→ **EXTRACTED TEXT**:
▶
This is not to say that everyone in the lineage worked under the supervision of the lineage head or his female counterpart all the time. Indeed, young people were ordinarily under the supervision of their own father or the head of their household. Girls took care of domestic chores, while boys helped their fathers on the land. Some of the informants said they continued working with their father until they were married, at which time they began preparing their own food. One man, however, probably spoke for many others when he claimed that even after his marriage he remained under the regular supervision of his father in performing work on the land.
Today there have been many changes, not only in the tasks performed but in the very organization of labor. The roles of the mesenihn keinek and the limesekedil have diminished in importance as persons spend less time on lineage activities and more time on work for their own household. Lineage labor is now needed only at certain select times, as when preparing for a community or lineage feast. Otherwise, households are largely left to provide for their own needs.
The change in the kind of work done has also had a significant influence on the family. In most families today there is less need for family labor for long and heavier projects like canoe or house construction. Canoes are seldom made nowadays, and house building is frequently done by skilled contractors brought in and paid for this purpose. This has reduced the need to call on help from the lineage or other broad kin groups. Since much of the food is now store-bought, there is less work on the land for children or adolescents. But, children are less available for this type of work anyway since they spend so much time in school. One man said, "My kids are still high school age or lower, so they don't do much to help out at home. I don't want to occupy them with household chores because I want them to be successful in school and be able to go to college in order to make a good living."
One of the few things that has remained relatively unchanged is the woman's role in the household. Females, old and young, perform domestic duties much as they always did. They keep house, cook, and take care of children, with girls continuing to take charge of younger siblings.
Child rearing
Child rearing on Pohnpei, as in other cultures, is more than a matter of supplying the physical needs of the young. It also entails providing affection and love, discipline when required, and counsel and support in more turbulent times.
Child rearing was nothing less than the early stage of socializing the young, and it was certainly recognized as such in the traditional Pohnpeian family. Children were raised to become members of a social group, and their social identity received strong emphasis. From their earliest years, children were told that whatever they did would reflect on the entire family and were enjoined to behave themselves so that the family would enjoy a good reputation. For this reason, the entire patrilineal group, as well as the child's maternal relatives, had a stake in the proper upbringing of the child.
In the past, the father and mother were the primary caretakers of their own children. Nonetheless, raising children was a joint responsibility that involved everyone in the lineage. Many of the people interviewed claimed to have had several sets of parents when they were young. Maternal and paternal grandparents took an active hand in caring for the young, so much so that some of the informants referred to them as their "second parents". Aunts and uncles also had a role in raising children, and they were expected to scold and even spank a child when he misbehaved. The maternal uncle, known as the uhlap, had a specially significant role to play. He was assigned the job of disciplinarian, chiding the boy as need arose and instructing him as to the right way of doing things. Yet, he was also supposed to be ready to receive requests from his nephew and to show him generosity, particularly when the boy's natural father was not responsive to these requests. The fact that the uhlap was usually not in daily contact with his nephew only enhanced the importance of his position.
◀
→ **WRITTEN INSTRUCTION**: Resume the passage on family life on Pohnpei, picking up right after its final sentence. The entries have no connection to the passage on family life on Pohnpei.

→ **DATA EXTRACT**:
▶
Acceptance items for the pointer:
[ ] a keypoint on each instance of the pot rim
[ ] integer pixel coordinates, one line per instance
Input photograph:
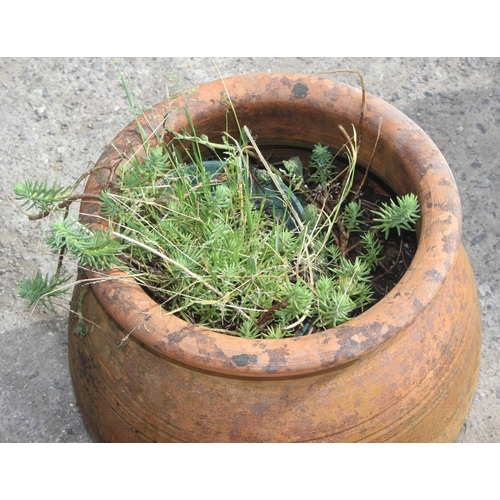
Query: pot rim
(439, 235)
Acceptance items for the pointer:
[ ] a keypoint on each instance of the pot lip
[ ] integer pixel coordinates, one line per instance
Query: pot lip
(169, 336)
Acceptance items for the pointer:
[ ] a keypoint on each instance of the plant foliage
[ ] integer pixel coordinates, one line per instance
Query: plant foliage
(231, 243)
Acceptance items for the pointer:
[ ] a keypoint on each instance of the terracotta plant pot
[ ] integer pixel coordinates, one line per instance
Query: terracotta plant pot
(405, 370)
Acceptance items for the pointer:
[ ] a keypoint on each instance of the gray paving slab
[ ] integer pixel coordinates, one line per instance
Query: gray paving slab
(58, 114)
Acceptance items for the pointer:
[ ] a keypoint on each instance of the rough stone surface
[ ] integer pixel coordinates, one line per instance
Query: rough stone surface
(58, 114)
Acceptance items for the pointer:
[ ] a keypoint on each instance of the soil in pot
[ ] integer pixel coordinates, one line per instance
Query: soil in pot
(369, 191)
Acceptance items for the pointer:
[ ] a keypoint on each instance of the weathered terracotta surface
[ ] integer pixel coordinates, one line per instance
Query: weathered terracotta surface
(405, 370)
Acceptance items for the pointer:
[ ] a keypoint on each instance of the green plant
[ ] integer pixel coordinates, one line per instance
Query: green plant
(230, 242)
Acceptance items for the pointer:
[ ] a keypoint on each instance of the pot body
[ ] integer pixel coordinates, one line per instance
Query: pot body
(405, 370)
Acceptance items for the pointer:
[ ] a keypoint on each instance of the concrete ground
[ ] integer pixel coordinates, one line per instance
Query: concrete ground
(58, 114)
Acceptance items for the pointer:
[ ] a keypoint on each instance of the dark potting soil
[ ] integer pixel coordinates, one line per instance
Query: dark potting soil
(397, 250)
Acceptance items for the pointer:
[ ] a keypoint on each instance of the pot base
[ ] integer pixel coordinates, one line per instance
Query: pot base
(418, 387)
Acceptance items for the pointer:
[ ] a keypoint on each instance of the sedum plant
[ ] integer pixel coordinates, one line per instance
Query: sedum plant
(231, 243)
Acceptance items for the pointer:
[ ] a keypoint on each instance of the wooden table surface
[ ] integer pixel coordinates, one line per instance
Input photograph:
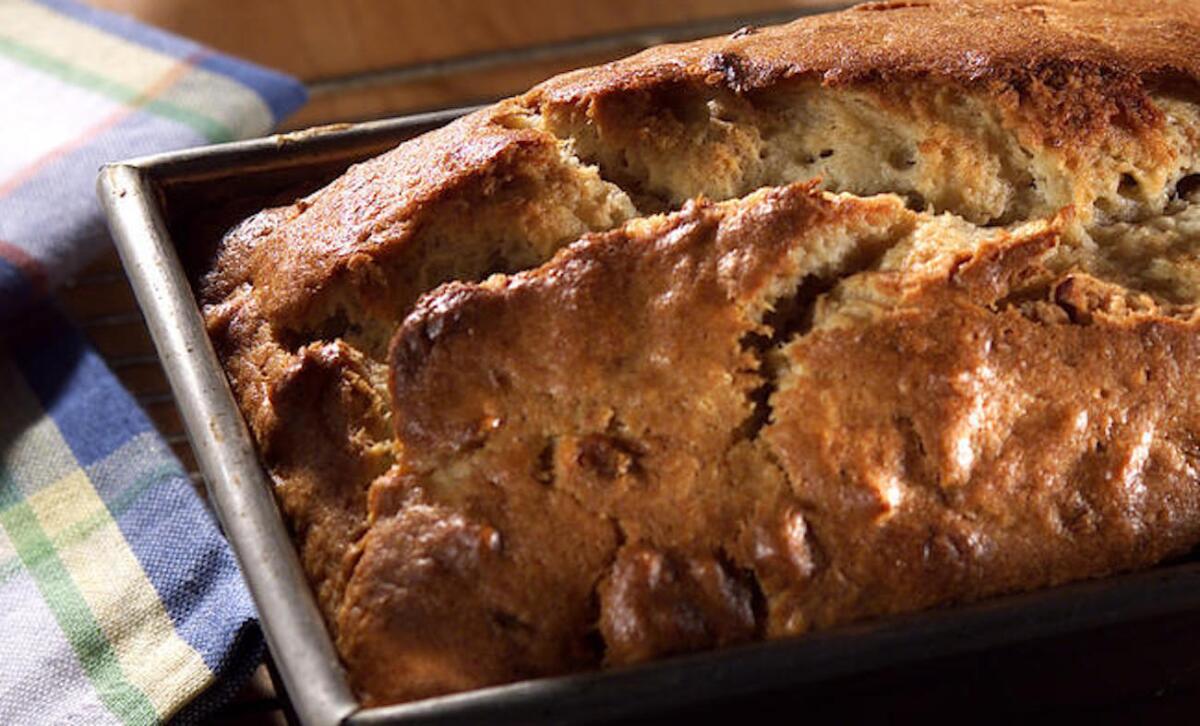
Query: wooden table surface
(367, 59)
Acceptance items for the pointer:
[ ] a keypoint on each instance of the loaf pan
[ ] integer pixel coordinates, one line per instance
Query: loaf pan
(167, 214)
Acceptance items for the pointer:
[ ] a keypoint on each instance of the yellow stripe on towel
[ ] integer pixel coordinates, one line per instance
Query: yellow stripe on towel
(151, 654)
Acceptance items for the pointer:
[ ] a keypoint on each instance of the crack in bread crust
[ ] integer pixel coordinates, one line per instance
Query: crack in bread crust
(677, 429)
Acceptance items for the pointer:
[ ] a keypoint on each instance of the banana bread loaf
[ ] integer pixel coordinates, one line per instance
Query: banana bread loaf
(739, 339)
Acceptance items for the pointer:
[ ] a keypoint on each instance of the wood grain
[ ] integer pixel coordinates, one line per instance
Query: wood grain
(321, 39)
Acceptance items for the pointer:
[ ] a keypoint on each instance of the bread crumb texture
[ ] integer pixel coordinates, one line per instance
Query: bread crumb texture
(867, 313)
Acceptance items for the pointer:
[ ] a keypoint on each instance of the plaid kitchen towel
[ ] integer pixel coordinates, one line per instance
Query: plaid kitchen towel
(119, 599)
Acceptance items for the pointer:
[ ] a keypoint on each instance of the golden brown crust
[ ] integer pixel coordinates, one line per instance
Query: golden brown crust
(993, 426)
(773, 412)
(1014, 43)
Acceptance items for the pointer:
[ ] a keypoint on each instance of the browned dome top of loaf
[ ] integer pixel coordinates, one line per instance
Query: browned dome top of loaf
(1075, 66)
(966, 42)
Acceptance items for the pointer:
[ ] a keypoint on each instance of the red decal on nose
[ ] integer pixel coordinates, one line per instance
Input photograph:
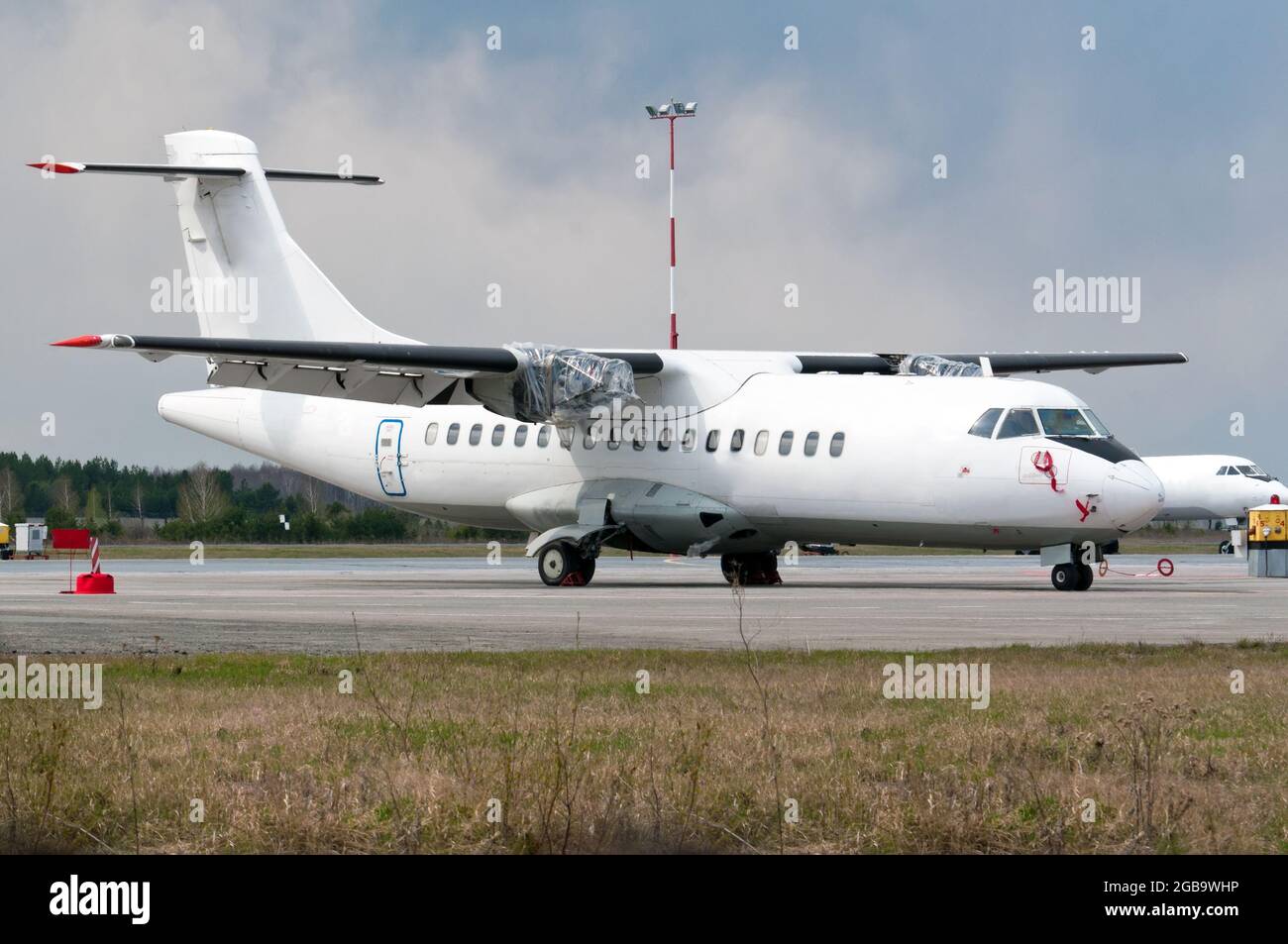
◀
→ **EXERCISE ANSWER**:
The effect of such a large number of caretakers was to insure that young people were seldom lonely or neglected. There was always someone to provide the support they needed. If a child was misunderstood by one "parent", he could turn to another for solace and comfort. Similarly, if his father neglected to provide for him, his maternal uncle was supposed to fill the gap. The child rearing system of the 1950s distributed responsibilities over a wide group of people and offered a balance that is sometimes sadly missing today.
One important feature of the traditional system was the insurance it offered that a child whose parents were unable to perform their responsibilities would be properly cared for. The system offered built-in insurance that, in the event of injury or death of the parents or their absence for a period of time, the child would not be left to his own devices. One informant told of a case in which, after the father of a large family died, nearly all his kinfolk petitioned to be allowed to care for the widow and her children. The relatives felt a sense of responsibility for the family, but their concern was not entirely altruistic, the informant remarked. After all, people were considered a valuable resource in the past, and the more persons in one's household the "richer" he was thought to be.
In the 1950s, if a couple were away for a rather long period of time, they would generally leave their children with the mother's family. Although at times they might leave the children with a paternal uncle or some other older member of the patrilineal estate, Pohnpeians seemed to prefer calling on the matrilineal relatives to care for the children. many informants remember often staying with their maternal grandparents when they were young. This preference, one informant observed, can be explained by the Pohnpeian proverb "Deidein pwulak sou," meaning that the clan pulls together like a school of unicorn fish. Another man recalled that after the death of his mother, he was adopted by his mother's brother (his uhlap) and moved to his estate for the remainder of his childhood.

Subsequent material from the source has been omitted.